## EXERCISE GOAL
Keep only the lines of the data below that contain the word "advertising", and copy each of those lines in full.

## BEGIN MATERIAL

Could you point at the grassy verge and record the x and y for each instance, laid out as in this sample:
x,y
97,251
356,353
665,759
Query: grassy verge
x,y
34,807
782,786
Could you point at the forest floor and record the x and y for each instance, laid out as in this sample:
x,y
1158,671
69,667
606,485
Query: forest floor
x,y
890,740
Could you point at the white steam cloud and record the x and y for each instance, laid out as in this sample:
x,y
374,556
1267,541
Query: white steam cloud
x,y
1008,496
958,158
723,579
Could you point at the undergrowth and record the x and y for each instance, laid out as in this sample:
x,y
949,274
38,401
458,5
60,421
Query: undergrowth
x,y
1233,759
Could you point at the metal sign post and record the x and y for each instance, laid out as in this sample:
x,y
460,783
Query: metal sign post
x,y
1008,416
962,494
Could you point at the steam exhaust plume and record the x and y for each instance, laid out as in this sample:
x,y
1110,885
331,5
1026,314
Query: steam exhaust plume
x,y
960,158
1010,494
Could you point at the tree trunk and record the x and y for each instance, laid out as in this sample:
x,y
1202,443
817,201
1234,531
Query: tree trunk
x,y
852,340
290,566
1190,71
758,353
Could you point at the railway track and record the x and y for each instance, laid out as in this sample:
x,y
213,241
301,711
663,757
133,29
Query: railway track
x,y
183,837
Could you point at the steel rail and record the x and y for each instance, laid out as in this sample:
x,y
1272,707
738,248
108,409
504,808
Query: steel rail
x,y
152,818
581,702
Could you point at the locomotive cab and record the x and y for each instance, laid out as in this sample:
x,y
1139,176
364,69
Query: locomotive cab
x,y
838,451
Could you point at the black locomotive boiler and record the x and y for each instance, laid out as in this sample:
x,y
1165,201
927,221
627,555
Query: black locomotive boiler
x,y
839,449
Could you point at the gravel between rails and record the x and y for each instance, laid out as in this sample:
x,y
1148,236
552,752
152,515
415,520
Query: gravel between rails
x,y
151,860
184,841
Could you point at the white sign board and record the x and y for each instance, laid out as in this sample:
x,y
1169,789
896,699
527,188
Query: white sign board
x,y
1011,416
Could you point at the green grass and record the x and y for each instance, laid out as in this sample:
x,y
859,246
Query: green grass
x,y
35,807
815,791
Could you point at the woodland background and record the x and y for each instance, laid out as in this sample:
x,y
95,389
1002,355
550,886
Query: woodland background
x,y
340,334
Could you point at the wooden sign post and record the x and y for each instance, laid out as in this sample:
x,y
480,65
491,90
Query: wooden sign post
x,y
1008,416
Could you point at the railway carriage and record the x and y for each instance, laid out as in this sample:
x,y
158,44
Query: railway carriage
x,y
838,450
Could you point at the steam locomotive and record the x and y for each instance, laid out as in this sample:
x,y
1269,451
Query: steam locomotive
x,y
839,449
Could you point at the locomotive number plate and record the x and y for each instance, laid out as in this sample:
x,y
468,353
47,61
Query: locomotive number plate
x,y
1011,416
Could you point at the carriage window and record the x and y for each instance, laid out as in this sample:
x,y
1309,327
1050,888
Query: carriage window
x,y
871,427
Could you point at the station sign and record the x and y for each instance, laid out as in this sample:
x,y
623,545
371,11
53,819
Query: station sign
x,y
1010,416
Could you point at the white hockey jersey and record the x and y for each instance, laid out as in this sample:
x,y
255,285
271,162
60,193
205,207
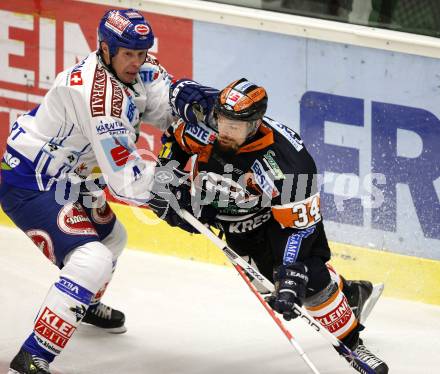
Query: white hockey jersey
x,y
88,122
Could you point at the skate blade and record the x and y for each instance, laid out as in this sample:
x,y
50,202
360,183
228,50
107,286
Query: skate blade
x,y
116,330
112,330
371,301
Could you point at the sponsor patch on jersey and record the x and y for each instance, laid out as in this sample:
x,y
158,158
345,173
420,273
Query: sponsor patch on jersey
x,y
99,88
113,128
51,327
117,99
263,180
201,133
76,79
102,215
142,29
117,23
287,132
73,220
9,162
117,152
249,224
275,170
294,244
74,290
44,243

## END MATERIAL
## BEGIN MATERIAL

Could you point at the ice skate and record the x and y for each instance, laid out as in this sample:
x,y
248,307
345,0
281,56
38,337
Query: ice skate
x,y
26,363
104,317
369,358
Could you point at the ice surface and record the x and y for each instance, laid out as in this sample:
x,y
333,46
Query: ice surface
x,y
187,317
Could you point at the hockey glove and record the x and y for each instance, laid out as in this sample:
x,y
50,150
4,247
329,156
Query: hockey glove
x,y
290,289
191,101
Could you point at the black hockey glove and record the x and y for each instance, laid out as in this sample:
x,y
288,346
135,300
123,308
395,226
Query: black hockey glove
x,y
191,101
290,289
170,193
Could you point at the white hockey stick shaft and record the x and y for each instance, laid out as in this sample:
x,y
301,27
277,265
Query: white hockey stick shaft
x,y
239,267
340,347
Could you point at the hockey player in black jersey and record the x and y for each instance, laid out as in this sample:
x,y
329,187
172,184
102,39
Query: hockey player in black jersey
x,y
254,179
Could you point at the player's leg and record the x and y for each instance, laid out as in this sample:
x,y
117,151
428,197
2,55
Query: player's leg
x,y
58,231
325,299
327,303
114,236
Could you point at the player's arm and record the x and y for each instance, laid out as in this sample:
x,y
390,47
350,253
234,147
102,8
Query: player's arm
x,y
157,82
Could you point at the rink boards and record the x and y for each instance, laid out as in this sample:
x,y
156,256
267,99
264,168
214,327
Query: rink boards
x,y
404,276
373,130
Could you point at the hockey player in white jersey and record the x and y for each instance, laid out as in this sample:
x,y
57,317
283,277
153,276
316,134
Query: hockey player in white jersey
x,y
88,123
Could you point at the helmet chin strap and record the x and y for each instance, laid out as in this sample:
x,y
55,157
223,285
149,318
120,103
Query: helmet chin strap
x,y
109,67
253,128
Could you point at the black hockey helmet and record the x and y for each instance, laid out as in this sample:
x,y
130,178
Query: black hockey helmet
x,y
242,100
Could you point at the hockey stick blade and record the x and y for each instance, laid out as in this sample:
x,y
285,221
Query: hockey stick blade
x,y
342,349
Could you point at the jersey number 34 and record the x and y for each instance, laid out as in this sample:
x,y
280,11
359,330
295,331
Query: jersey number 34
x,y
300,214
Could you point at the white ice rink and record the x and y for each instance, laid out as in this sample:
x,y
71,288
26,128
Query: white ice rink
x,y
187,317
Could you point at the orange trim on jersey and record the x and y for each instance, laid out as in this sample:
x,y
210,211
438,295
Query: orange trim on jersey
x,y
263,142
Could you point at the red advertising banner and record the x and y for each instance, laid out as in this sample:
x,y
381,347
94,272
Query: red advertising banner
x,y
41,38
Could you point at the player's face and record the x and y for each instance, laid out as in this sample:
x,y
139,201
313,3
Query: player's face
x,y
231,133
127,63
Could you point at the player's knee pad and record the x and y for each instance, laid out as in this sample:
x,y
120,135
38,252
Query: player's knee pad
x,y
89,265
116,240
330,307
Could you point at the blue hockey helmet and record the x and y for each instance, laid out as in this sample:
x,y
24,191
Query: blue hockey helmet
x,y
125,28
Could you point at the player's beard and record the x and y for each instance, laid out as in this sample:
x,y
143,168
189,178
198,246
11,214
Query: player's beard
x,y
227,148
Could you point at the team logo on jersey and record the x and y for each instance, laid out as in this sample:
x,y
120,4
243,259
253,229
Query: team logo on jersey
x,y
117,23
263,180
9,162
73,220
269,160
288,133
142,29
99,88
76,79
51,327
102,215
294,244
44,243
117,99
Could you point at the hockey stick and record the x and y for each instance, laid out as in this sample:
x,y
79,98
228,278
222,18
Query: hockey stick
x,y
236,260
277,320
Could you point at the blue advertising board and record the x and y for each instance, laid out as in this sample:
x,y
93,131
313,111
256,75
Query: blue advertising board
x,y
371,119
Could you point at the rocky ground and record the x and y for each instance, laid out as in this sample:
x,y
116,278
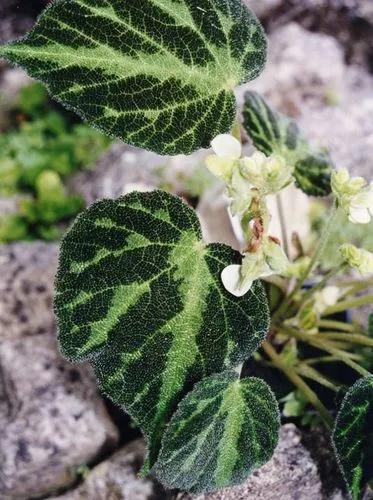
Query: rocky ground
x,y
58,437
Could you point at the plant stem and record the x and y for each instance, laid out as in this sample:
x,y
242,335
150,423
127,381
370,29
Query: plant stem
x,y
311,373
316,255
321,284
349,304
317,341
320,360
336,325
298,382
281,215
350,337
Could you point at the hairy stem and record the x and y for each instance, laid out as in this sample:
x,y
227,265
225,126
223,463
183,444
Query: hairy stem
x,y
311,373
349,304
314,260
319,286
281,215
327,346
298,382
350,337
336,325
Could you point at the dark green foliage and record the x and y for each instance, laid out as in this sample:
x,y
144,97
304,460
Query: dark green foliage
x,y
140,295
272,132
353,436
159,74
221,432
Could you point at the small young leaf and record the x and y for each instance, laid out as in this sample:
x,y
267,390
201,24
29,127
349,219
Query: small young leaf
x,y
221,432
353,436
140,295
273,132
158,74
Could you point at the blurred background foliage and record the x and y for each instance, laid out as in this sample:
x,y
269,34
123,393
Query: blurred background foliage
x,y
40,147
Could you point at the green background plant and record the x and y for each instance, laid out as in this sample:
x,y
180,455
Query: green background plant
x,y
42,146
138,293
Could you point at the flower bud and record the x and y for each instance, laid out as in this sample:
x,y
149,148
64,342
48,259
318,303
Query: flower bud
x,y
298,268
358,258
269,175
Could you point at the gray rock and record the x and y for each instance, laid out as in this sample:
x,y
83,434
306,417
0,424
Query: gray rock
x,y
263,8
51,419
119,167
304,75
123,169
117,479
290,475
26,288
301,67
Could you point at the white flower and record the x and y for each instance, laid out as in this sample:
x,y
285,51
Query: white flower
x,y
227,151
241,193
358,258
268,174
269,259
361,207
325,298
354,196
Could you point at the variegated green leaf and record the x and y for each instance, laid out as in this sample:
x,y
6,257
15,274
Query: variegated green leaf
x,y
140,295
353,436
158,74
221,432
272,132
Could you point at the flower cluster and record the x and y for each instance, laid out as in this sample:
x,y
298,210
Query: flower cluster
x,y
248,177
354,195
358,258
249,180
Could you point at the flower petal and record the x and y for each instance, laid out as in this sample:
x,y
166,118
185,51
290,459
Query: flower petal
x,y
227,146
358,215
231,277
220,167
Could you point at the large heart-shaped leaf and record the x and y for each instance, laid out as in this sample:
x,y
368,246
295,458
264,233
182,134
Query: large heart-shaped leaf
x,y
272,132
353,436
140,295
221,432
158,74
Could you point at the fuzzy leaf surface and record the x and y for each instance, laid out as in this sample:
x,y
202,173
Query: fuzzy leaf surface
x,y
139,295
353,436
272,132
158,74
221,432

## END MATERIAL

## WRITTEN SOLUTION
Could you point at the red advertising banner and record the x and y for each instance, laid out as in this sample:
Query: red advertising banner
Could you point at the blue advertising board and record the x and y for each instance, laid out as in this sample:
Query: blue advertising board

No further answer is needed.